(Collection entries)
--- Begin ---

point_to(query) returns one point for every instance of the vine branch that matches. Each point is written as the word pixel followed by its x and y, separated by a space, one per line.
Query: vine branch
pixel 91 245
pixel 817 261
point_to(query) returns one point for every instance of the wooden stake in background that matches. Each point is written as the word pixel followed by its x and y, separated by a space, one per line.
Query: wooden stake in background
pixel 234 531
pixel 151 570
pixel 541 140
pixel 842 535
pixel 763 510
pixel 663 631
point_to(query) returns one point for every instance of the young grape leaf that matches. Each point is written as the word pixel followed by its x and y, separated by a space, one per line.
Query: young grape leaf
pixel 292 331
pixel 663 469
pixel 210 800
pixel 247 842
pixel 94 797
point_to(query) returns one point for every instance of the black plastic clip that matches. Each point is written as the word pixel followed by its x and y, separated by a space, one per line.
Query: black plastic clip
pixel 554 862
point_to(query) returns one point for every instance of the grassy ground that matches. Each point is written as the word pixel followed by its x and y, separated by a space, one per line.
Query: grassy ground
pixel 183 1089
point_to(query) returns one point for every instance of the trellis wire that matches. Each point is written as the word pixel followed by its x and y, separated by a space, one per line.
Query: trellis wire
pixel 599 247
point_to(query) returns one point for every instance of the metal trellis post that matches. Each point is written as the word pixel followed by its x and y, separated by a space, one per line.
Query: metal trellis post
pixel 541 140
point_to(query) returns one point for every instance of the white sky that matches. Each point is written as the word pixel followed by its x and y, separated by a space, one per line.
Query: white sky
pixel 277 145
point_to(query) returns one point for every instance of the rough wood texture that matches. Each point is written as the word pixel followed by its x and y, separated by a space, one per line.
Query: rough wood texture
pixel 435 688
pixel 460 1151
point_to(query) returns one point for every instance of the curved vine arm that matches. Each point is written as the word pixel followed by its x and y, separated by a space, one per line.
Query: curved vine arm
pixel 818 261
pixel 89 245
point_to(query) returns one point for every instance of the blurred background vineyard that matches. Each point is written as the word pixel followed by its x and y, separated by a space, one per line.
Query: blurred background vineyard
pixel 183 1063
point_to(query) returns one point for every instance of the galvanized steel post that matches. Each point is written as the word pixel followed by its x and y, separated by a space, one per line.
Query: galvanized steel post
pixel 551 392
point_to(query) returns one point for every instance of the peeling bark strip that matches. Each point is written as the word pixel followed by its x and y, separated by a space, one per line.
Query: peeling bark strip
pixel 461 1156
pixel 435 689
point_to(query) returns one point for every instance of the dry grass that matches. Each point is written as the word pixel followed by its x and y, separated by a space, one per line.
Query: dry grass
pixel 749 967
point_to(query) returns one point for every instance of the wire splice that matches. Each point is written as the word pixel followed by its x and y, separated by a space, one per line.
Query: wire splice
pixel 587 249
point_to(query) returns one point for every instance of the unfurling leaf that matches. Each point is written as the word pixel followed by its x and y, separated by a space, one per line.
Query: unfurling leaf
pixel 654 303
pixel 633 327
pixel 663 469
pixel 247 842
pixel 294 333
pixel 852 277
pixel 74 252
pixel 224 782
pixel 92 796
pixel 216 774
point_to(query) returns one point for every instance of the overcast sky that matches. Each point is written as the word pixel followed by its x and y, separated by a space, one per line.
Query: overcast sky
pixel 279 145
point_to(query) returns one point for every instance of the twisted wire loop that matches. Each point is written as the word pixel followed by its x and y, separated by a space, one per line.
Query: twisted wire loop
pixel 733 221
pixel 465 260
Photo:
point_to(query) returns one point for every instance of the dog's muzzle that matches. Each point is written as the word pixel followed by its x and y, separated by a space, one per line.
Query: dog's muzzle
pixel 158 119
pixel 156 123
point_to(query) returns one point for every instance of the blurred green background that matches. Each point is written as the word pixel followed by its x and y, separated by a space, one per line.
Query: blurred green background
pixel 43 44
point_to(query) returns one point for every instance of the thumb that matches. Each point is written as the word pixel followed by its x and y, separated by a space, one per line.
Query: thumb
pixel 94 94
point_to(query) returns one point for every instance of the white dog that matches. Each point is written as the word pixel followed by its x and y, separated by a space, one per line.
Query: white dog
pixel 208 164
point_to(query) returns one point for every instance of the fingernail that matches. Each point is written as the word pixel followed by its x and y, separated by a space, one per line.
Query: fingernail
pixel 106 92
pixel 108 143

--- End ---

Task goal: Print the lines of the material unchanged, starting at the line that contains "of the overcast" and ending at the line that contains "pixel 208 164". Include both of those lines.

Task response:
point_to(query) returns one point for every instance of the overcast sky that matches. Each point is written as the word pixel followed by its x and y, separated by a space, one per line.
Query: overcast sky
pixel 279 145
point_to(query) returns one point for every instance of the twisted wire loop that matches. Each point is written as the word pixel followed by its x and y, separated by a space, one per line.
Query: twisted wire loop
pixel 733 221
pixel 465 260
Photo:
point_to(query) returns one point for every instance of the dog's muzzle that matches. Each point is written as the word pixel followed by its x and y, separated by a space, one per line.
Query: dog's muzzle
pixel 158 119
pixel 156 123
point_to(query) returns one point for every instance of the blurred green background that matches. Each point is written as the word pixel followed by its x and y, separated by a space, one per line.
Query: blurred green background
pixel 43 44
point_to(query) returns one point for every instance of the thumb that matches. Each point is written as the word pixel followed by its x and y, separated by a space, one per line.
Query: thumb
pixel 94 94
point_to(query) returns one point for every instance of the white dog that matches. Each point is written as the word pixel followed by its x and y, separated by a space, one per line.
Query: white dog
pixel 208 164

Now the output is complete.